Records to process:
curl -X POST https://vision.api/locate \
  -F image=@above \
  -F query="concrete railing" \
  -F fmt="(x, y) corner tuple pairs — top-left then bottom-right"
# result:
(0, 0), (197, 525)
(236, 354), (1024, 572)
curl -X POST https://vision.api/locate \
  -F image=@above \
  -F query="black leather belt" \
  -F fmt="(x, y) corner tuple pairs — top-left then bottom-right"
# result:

Goal: Reproduce every one of the entries above verbatim, line by line, without altering any character.

Full answer:
curl -X POST https://vision.api/locate \
  -F image=@above \
  -F query="concrete railing" \
  -F fmt="(x, y) corner tuple pairs — top-left then bottom-right"
# result:
(0, 0), (197, 525)
(236, 354), (1024, 572)
curl -X POST https://vision.api/locate \
  -F image=@above \
  -F query="black leather belt" \
  -F fmt="(x, y) corner tuple pairs — top-left then bottom-right"
# result:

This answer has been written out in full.